▶ _What to do_: All lines with the word "wheelchair" in the material below are required.

───── Input material ─────

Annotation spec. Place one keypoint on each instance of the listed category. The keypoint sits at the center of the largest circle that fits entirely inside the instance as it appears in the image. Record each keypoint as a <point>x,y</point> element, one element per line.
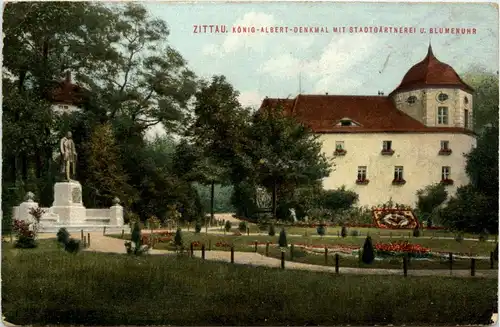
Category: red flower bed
<point>222,245</point>
<point>401,247</point>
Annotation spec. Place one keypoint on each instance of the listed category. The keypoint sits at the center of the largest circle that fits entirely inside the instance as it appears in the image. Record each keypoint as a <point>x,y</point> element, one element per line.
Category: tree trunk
<point>274,199</point>
<point>212,198</point>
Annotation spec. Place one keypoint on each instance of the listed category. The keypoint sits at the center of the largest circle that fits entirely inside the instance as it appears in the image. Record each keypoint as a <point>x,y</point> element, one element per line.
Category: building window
<point>339,148</point>
<point>445,175</point>
<point>442,97</point>
<point>411,99</point>
<point>361,178</point>
<point>387,148</point>
<point>443,115</point>
<point>398,176</point>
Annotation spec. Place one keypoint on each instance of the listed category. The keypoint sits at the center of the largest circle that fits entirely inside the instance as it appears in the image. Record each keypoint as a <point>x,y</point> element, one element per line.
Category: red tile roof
<point>375,114</point>
<point>431,72</point>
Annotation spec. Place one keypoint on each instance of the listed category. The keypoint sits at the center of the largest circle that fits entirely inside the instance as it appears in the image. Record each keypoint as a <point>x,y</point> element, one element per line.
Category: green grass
<point>49,286</point>
<point>241,243</point>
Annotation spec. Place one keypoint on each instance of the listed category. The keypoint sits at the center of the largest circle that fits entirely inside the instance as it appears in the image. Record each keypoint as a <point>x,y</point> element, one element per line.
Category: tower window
<point>411,99</point>
<point>442,97</point>
<point>443,115</point>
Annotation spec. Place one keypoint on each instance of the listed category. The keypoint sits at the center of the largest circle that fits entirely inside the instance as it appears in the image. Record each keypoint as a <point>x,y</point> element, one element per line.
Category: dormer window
<point>347,122</point>
<point>442,97</point>
<point>411,99</point>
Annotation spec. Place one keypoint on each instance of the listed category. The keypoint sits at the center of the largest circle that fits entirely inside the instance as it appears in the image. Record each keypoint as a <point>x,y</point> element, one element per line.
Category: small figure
<point>68,156</point>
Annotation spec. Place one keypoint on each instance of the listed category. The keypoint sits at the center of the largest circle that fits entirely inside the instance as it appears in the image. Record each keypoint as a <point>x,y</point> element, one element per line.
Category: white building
<point>391,146</point>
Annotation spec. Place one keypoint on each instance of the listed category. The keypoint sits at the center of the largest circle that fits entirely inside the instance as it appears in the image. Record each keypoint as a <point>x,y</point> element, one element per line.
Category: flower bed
<point>399,248</point>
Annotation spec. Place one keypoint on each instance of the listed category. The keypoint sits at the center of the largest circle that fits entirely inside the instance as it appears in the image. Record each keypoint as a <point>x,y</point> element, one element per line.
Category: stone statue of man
<point>68,156</point>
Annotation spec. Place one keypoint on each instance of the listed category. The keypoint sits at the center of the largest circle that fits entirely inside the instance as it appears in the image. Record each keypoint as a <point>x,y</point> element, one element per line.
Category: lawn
<point>49,286</point>
<point>243,242</point>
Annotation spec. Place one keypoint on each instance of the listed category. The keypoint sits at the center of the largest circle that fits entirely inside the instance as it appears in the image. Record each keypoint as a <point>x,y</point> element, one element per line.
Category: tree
<point>429,199</point>
<point>368,252</point>
<point>485,102</point>
<point>105,173</point>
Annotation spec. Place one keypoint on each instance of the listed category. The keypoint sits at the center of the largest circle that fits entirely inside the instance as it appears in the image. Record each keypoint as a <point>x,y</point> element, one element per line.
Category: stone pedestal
<point>68,203</point>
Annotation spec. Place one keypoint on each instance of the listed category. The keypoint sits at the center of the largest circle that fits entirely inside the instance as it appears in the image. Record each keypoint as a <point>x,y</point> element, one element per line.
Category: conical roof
<point>431,72</point>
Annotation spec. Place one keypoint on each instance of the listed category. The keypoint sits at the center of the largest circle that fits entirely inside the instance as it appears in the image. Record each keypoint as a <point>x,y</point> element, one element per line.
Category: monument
<point>67,209</point>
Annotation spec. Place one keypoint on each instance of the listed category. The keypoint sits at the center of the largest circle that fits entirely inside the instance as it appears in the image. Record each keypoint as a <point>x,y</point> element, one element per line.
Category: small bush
<point>343,231</point>
<point>272,231</point>
<point>282,242</point>
<point>483,236</point>
<point>368,253</point>
<point>242,227</point>
<point>321,230</point>
<point>228,226</point>
<point>72,246</point>
<point>62,236</point>
<point>197,227</point>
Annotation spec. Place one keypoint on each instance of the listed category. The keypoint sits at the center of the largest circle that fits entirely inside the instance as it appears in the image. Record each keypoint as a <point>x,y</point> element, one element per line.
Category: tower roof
<point>430,72</point>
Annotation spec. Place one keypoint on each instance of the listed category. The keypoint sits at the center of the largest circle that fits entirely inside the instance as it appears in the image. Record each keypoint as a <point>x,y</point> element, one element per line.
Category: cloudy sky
<point>260,64</point>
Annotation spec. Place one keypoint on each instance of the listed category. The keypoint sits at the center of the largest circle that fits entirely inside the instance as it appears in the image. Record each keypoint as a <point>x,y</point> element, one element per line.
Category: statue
<point>68,156</point>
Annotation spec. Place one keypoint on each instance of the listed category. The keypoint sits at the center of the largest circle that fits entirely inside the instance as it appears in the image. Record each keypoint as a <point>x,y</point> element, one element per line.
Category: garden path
<point>101,243</point>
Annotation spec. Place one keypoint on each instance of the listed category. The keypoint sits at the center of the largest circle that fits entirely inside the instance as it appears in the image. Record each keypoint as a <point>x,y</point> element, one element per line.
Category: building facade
<point>388,147</point>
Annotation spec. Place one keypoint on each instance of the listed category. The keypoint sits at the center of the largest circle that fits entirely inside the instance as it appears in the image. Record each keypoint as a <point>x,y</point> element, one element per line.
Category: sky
<point>283,65</point>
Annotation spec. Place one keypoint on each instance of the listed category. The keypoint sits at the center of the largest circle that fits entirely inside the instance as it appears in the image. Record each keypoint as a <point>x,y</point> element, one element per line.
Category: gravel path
<point>100,243</point>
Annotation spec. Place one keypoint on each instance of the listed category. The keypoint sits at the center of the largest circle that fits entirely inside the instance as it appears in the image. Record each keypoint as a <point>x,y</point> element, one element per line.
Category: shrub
<point>228,226</point>
<point>178,239</point>
<point>282,242</point>
<point>72,246</point>
<point>242,227</point>
<point>272,231</point>
<point>368,253</point>
<point>321,230</point>
<point>483,236</point>
<point>343,231</point>
<point>62,236</point>
<point>197,227</point>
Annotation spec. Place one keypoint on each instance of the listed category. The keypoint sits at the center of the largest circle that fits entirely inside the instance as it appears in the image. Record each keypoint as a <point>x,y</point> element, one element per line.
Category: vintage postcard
<point>250,163</point>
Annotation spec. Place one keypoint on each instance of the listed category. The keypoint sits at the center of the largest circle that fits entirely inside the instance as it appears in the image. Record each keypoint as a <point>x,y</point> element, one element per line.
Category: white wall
<point>416,152</point>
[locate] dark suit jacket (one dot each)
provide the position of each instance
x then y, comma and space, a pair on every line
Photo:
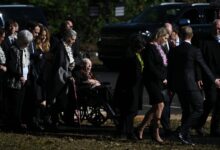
60, 71
182, 68
129, 87
211, 51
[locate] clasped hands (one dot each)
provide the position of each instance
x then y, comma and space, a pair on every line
217, 83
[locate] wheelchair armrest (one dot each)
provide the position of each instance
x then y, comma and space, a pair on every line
105, 83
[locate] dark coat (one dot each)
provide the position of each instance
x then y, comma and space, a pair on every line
183, 61
129, 87
14, 67
60, 72
155, 72
211, 51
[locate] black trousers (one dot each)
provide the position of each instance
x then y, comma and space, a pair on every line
126, 123
165, 117
211, 104
192, 109
14, 104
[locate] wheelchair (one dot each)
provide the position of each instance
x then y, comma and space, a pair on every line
95, 105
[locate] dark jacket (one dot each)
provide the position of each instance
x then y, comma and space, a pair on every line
211, 51
14, 67
60, 71
154, 69
183, 61
129, 87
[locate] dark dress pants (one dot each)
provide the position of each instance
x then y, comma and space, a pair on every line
212, 103
165, 118
192, 108
126, 123
14, 106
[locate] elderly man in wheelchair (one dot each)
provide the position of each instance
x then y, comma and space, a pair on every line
94, 97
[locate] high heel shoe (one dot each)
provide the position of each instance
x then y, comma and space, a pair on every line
155, 133
157, 140
139, 134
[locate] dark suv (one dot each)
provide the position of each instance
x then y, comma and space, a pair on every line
22, 14
114, 38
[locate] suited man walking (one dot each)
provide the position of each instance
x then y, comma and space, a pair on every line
211, 53
182, 80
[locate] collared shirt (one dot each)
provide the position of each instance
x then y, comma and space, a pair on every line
2, 56
69, 52
188, 41
25, 62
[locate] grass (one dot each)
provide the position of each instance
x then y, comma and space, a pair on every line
13, 141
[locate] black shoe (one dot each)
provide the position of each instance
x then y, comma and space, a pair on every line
215, 134
137, 134
168, 133
199, 132
185, 139
132, 137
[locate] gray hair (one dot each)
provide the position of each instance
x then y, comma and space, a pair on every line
24, 37
85, 61
69, 33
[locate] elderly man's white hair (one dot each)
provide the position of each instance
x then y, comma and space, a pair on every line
70, 33
24, 37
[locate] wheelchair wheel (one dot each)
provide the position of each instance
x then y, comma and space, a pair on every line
97, 115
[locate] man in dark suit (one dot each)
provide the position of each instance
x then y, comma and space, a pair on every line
211, 53
182, 80
62, 87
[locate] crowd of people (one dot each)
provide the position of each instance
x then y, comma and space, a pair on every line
37, 75
40, 73
166, 65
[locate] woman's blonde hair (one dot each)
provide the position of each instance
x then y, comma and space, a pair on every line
160, 33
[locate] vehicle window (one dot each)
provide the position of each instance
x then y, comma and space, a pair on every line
157, 15
22, 14
1, 20
210, 15
192, 15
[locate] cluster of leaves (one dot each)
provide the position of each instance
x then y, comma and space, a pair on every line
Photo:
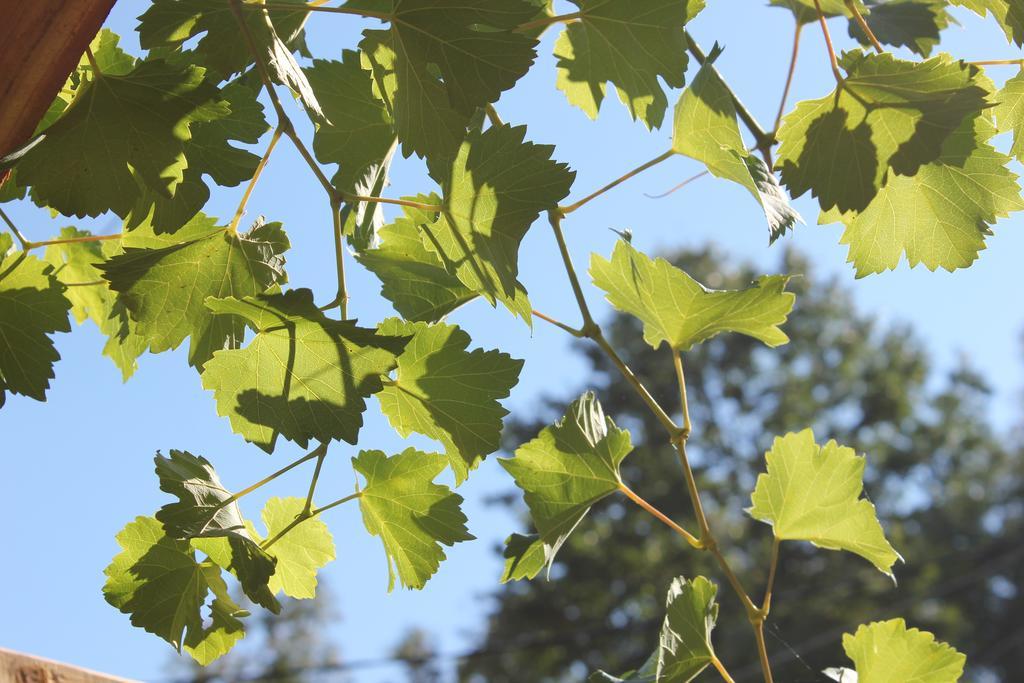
899, 153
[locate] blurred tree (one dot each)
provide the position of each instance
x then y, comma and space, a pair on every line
947, 485
419, 654
292, 647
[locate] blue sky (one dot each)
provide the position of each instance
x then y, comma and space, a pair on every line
78, 467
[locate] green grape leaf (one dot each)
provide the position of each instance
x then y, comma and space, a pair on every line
910, 24
165, 288
1010, 113
74, 264
304, 376
32, 307
1010, 14
111, 59
888, 115
222, 47
685, 648
441, 59
812, 493
443, 391
413, 278
706, 129
567, 468
359, 134
524, 557
120, 128
941, 216
678, 309
591, 53
889, 652
301, 552
209, 152
158, 582
497, 187
206, 510
225, 628
412, 515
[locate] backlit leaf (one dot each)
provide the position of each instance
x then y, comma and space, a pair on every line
412, 515
812, 493
567, 468
678, 309
304, 376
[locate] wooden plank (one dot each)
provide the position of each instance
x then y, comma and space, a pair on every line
41, 42
18, 668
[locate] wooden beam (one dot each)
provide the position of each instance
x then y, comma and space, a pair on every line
18, 668
41, 42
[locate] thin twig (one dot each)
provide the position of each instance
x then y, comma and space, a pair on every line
997, 62
679, 186
766, 604
555, 218
351, 199
558, 324
863, 26
639, 169
759, 634
630, 494
307, 508
233, 225
721, 670
832, 50
92, 61
763, 140
303, 517
284, 123
26, 245
339, 254
548, 20
314, 7
797, 32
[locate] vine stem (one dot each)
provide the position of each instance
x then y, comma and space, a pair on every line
766, 604
72, 241
997, 62
548, 20
617, 181
832, 50
555, 218
682, 184
633, 496
677, 435
233, 226
797, 32
315, 453
92, 61
351, 199
763, 140
721, 670
307, 508
863, 26
284, 123
339, 253
304, 516
315, 7
558, 324
759, 634
26, 245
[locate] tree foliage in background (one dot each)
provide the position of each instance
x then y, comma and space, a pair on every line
946, 481
899, 153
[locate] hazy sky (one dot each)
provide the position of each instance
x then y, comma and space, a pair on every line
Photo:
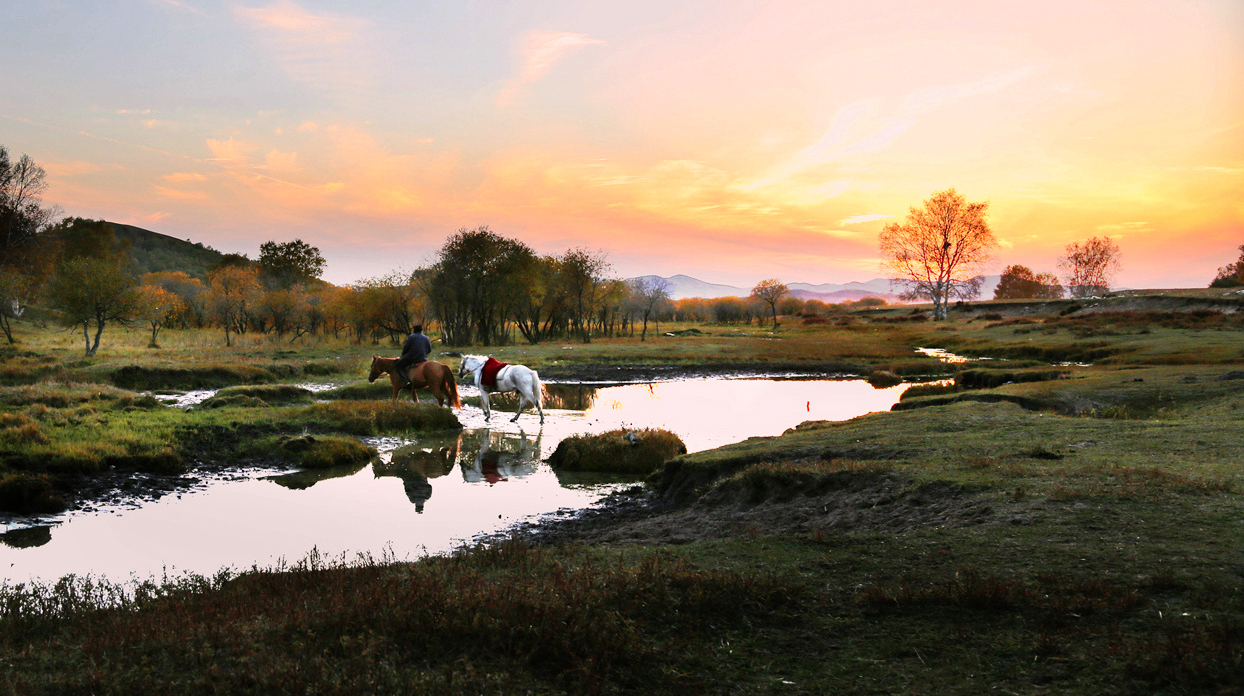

─────

▶ _Written reply_:
[locate] wheelchair armrest (one dot each)
[locate] wheelchair (one dot each)
[locate] elderly man in wheelchair (one dot each)
[locate] wheelchair wheel (one dot each)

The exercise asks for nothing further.